> [Records for this exercise]
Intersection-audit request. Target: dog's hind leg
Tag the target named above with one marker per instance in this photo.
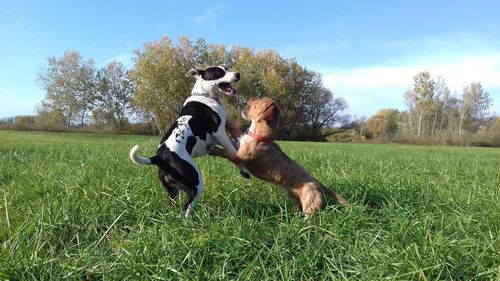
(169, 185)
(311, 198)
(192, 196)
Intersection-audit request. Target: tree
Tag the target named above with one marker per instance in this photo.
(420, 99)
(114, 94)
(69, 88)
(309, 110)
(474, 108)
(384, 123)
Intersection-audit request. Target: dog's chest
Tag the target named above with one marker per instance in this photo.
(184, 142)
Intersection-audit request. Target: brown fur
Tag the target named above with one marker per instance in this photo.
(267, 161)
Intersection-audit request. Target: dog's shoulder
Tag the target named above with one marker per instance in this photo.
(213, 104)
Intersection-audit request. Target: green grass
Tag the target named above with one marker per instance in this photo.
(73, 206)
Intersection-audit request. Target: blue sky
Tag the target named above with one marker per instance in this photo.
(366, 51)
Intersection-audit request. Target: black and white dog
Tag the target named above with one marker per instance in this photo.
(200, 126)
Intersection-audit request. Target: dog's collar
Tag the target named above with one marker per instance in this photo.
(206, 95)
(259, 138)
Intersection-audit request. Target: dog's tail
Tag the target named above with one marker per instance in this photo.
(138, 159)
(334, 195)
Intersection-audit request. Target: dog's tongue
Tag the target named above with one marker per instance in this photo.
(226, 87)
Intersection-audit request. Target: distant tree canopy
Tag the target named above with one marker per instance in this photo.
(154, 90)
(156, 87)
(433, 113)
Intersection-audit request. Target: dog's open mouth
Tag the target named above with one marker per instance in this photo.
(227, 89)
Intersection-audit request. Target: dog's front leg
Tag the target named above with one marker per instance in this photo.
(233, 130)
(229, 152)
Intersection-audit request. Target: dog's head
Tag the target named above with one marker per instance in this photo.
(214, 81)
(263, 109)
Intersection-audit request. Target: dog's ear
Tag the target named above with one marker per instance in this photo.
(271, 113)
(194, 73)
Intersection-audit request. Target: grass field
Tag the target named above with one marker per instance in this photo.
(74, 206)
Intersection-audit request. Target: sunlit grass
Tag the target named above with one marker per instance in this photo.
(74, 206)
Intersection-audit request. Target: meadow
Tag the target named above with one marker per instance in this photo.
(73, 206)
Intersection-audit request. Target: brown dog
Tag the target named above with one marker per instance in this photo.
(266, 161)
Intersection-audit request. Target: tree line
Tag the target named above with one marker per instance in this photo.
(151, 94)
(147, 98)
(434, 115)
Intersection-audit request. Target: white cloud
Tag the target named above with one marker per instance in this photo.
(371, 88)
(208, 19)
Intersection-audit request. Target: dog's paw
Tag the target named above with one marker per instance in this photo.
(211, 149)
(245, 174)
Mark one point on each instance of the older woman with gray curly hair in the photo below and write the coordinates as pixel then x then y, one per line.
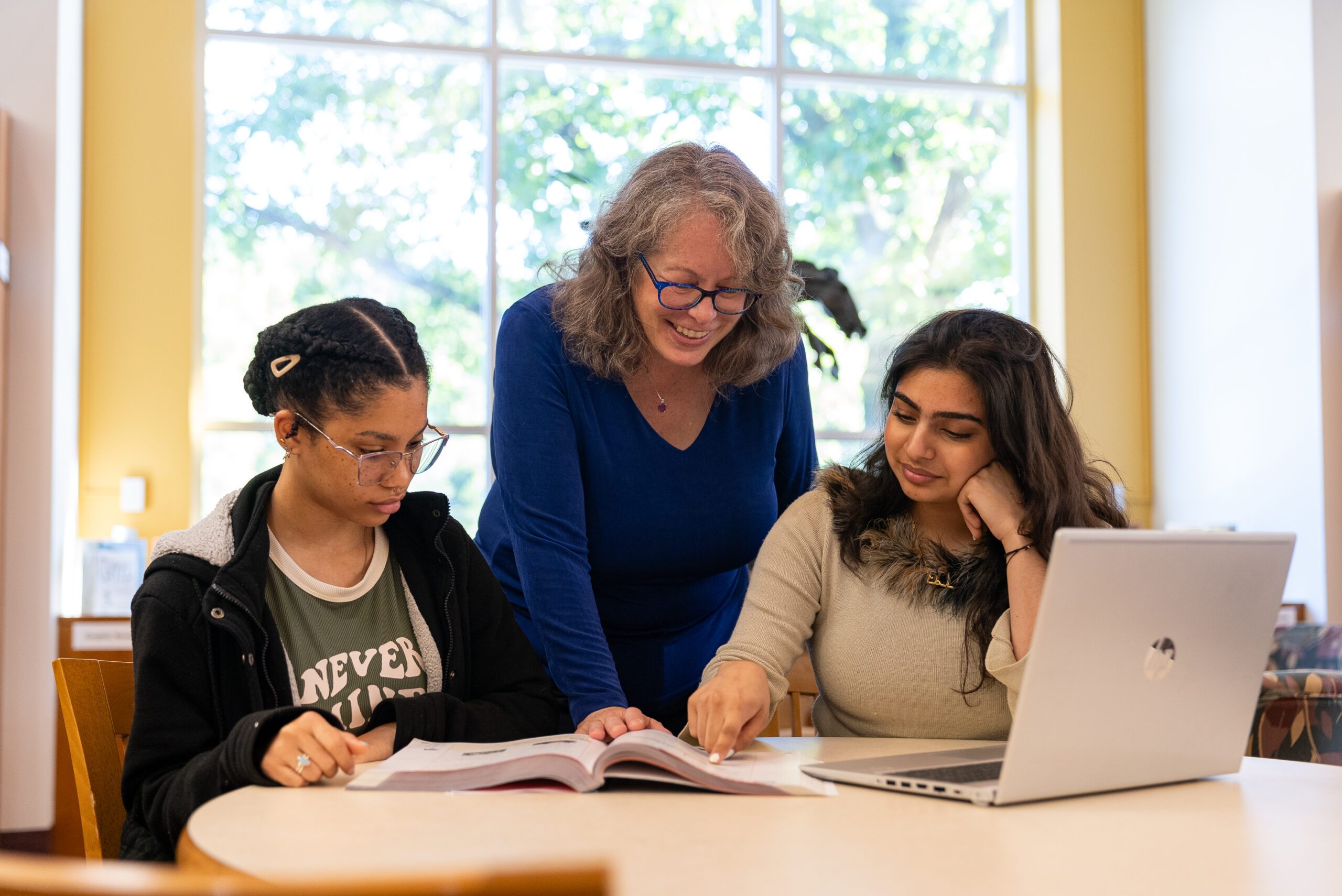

> [Assignment]
Could every entry be restated word for word, pictures excluded?

> [Your solution]
Intersection-audit request. Target: dog's hind leg
Tag the target named above with one marker per instance in this photo.
(169, 185)
(311, 198)
(192, 196)
Intersection-audit request. Target: tree
Tag the target named above with one marker per instance in this photo.
(420, 99)
(114, 94)
(69, 88)
(309, 110)
(474, 108)
(384, 123)
Intersection-audit request. Target: dog's chest
Tag the target named above with one marker per instance in this photo.
(184, 142)
Intersection-audit request. Target: brown fur
Tag the target named above with one marker per instance in this photo.
(267, 161)
Intersection-audit request. Target: dog's shoulder
Tag the target named above with one marker per instance in this photo.
(213, 104)
Intersection-audit request. Target: green grass
Tag the target named above with one marker per instance in this photo.
(73, 206)
Intersection-audit request. Target: blue sky
Tag the target named above with one marker per instance in this photo.
(366, 51)
Intersection-audit request. Target: black and white dog
Tag the target named above with one marker per instance in this photo.
(200, 126)
Intersection-audit request. Target: dog's collar
Tag the target named above with one marker per instance in this photo.
(206, 95)
(259, 138)
Intersection-audit request. Target: dog's tail
Tag the target named above with one marker per instance in this photo.
(138, 159)
(334, 195)
Intersection-audit request. Target: dog's tongue
Tag the target named above with one marker per instance in this photo.
(226, 87)
Intersection-audit request. Target: distant tree canopy
Tag the target named above with one marker per instance in this photo.
(154, 90)
(156, 87)
(433, 113)
Intersection-audit request. Target: dog's open mouth
Tag the target named above with one marker per instance in this photo.
(227, 89)
Intersection-audit request. Target: dog's front leg
Tag the target named above with one marker per instance in this photo.
(233, 130)
(229, 152)
Intersection-audit request. Target: dog's head
Tag the target named above with one marker per instance in this photo.
(214, 81)
(263, 109)
Intersection-audit request. Target: dog's ear
Tag the target named above with one marker per instance in this photo.
(271, 113)
(194, 73)
Intersection-audit request. Target: grass field
Tag the target named above with one marker per instance in this photo.
(74, 206)
Intersection-audit request. Target: sunlit grass
Tag the target named above with one marker per instance in this photo.
(74, 206)
Intersection-audit request. Target: meadow
Tag the target named above with one marker per instance in this photo.
(73, 206)
Intersection-audit request. Target: brown dog
Tag the target named above with one marker per instance in this photo.
(266, 161)
Intersection-audit request. Target: tree line
Tag the target named above with one marker per instance in this photo.
(151, 94)
(147, 98)
(434, 115)
Intersection-audit request. Target: white cloud
Tag the target named above with one marker per instance in this photo.
(371, 88)
(208, 19)
Intersection-audit request. Target: dog's paw
Tag the target named above with one marker per instance in this photo.
(211, 149)
(245, 174)
Mark one point on each instance of the older woman with gray curly hair in the photo below and write the coordinates as pixel then x then y, one per line.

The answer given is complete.